BRIEF:
Apart from the pictures, every part of the records below gets retyped exactly.

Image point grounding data
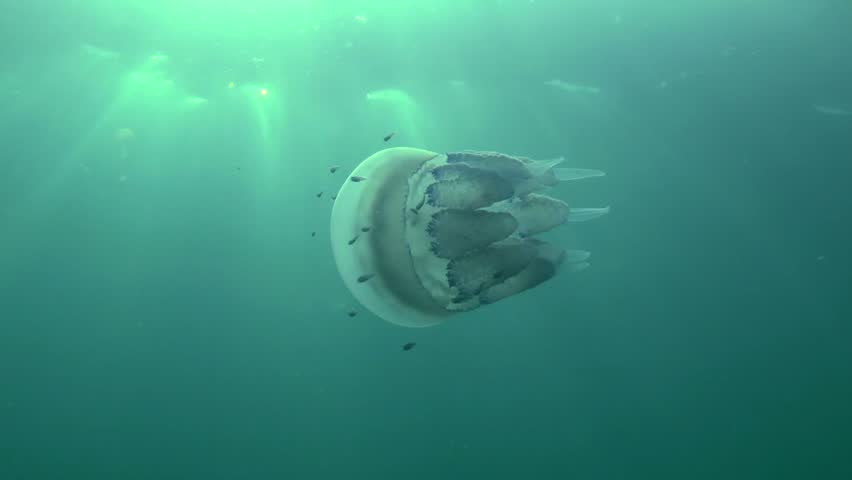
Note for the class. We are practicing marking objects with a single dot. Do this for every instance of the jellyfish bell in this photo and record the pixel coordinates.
(420, 236)
(123, 136)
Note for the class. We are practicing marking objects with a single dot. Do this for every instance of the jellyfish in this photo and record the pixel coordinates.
(123, 136)
(423, 236)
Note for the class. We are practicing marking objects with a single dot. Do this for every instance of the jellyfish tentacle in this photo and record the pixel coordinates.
(586, 214)
(569, 174)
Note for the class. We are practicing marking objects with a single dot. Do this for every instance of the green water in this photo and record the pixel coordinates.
(166, 313)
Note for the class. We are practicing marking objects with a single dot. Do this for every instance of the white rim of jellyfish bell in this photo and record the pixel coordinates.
(367, 239)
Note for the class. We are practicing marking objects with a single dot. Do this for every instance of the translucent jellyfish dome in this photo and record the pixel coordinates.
(420, 236)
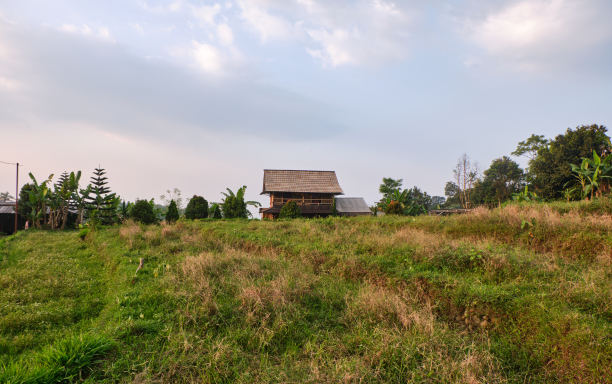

TASK RESULT:
Note for the class. We are practicing marking objects with a single dot. Do this for every instance of the jellyfish bell in this photo and record the pixel coordinates.
(420, 236)
(123, 136)
Note for the class. We are practicing marking objects with a single dot. Do this for every instance of the jellyfish in this photo and record the pixel coordinates.
(123, 136)
(423, 236)
Note for the class. We are practicing marking objects with a single dot. Do this for every instance of the jellyfish tentacle in this photo and record the pixel coordinates.
(586, 214)
(569, 174)
Note for the class. We are practicing marking objects with a single dot. Do this for every instance of the green water in this photo and record the pixel coordinates.
(166, 313)
Note for the class. We are practicing marking objects with a single dot. Do this for every instance of the white rim of jellyfish bell in this photo and record the pixel coordinates.
(367, 239)
Note for the class. We are practicing marking objects with a single dot. Do this for every instance of the translucent jellyfish dome in this photo and record the pixel coordinates.
(420, 236)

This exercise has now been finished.